◆ Kutipan yang Ditampilkan:
▼

Kita setuju dengan rumusan ini. Tetapi apakah yang dimaksud dengan “Ruang Publik Berpancasila”? Adakah kita mempunyai persepsi yang sama tentang hal ini? Rasanya perlu kita kembali menyimak pidato Bung Karno pada 1 Juni 1945 itu dalam kaitan dengan kehadiran agama-agama di dalam sebuah masyarakat yanng sangat pluralistis. Tentu kita juga harus memperhatikan dinamika di dalam sidang BPUPKI yang kemudian menghasilkan “Piagam Djakarta” (22 Juni 1945) dan rumusan akhir Pancasila (18 Agustus 1945) sebagaimana tercantum dalam Pembukaan UUD 1945.

Setelah menguraikan prinsip kebangsaan (nasionalisme), prinsip kemanusiaan (internasionalisme), prinsip mufakat, perwakilan dan permusyawaratan, dan prinsip kesejahteraan, Bung Karno berbicara tentang “Prinsip Ketuhanan”. Berkata Bung Karno: “Bukan saja bangsa Indonesia ber-Tuhan, tetapi masing-masing orang Indonesia hendaknya ber-Tuhan, Tuhannya sendiri…Hendaknya negara Indonesia ialah negara yang tiap-tiap orangnya dapat menyembah Tuhan dengan cara yang leluasa. Segenap rakyat hendaknya ber-Tuhan secara berkebudayaan yakni, dengan tiada ‘egoisme agama’. Dan hendaklah negara Indonesia satu negara yang ber-Tuhan.”

▲

◆ Permintaan Tertulis 1: Salin ulang seluruh kutipan tentang Ruang Publik Berpancasila itu tanpa mengubah apa pun.
Kutipan di atas dan daftar tidak berhubungan satu sama lain.

◆ Daftar:
▼

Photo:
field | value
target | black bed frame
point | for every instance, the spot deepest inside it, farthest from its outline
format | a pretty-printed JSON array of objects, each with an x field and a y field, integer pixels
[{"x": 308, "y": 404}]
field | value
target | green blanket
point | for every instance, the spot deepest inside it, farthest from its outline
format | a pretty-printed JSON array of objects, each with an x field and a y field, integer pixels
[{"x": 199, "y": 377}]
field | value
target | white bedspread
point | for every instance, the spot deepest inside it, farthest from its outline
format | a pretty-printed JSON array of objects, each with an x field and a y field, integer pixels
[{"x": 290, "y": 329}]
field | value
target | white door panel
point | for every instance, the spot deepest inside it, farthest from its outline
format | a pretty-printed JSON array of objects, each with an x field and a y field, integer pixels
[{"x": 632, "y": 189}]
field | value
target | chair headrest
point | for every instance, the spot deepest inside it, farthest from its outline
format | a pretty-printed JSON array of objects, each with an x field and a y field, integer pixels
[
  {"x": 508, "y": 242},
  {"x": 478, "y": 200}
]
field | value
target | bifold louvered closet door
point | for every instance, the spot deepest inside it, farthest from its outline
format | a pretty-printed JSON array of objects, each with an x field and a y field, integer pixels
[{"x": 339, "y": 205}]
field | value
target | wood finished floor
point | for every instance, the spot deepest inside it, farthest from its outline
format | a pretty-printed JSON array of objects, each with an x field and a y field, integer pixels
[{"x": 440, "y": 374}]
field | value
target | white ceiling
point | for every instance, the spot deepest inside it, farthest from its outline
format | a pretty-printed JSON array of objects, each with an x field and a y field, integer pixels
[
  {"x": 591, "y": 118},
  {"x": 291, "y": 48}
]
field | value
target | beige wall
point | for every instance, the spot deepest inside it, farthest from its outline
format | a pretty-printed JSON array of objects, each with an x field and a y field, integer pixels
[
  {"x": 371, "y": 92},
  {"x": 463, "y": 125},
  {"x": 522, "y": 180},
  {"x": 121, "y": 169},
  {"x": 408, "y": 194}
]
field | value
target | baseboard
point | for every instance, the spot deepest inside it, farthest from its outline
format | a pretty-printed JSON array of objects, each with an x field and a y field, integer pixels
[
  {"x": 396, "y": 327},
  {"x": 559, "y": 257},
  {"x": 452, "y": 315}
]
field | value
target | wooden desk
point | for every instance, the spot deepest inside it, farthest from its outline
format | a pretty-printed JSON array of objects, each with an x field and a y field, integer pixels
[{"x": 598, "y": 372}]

▲

◆ Permintaan Tertulis 2: Berapa jumlah baris dalam daftar yang memuat kata "target"? Bedakan huruf besar dan kecil, lalu jawab dengan angkanya saja.

◆ Hasil 1:
Kita setuju dengan rumusan ini. Tetapi apakah yang dimaksud dengan “Ruang Publik Berpancasila”? Adakah kita mempunyai persepsi yang sama tentang hal ini? Rasanya perlu kita kembali menyimak pidato Bung Karno pada 1 Juni 1945 itu dalam kaitan dengan kehadiran agama-agama di dalam sebuah masyarakat yanng sangat pluralistis. Tentu kita juga harus memperhatikan dinamika di dalam sidang BPUPKI yang kemudian menghasilkan “Piagam Djakarta” (22 Juni 1945) dan rumusan akhir Pancasila (18 Agustus 1945) sebagaimana tercantum dalam Pembukaan UUD 1945.

Setelah menguraikan prinsip kebangsaan (nasionalisme), prinsip kemanusiaan (internasionalisme), prinsip mufakat, perwakilan dan permusyawaratan, dan prinsip kesejahteraan, Bung Karno berbicara tentang “Prinsip Ketuhanan”. Berkata Bung Karno: “Bukan saja bangsa Indonesia ber-Tuhan, tetapi masing-masing orang Indonesia hendaknya ber-Tuhan, Tuhannya sendiri…Hendaknya negara Indonesia ialah negara yang tiap-tiap orangnya dapat menyembah Tuhan dengan cara yang leluasa. Segenap rakyat hendaknya ber-Tuhan secara berkebudayaan yakni, dengan tiada ‘egoisme agama’. Dan hendaklah negara Indonesia satu negara yang ber-Tuhan.”

◆ Hasil 2: 11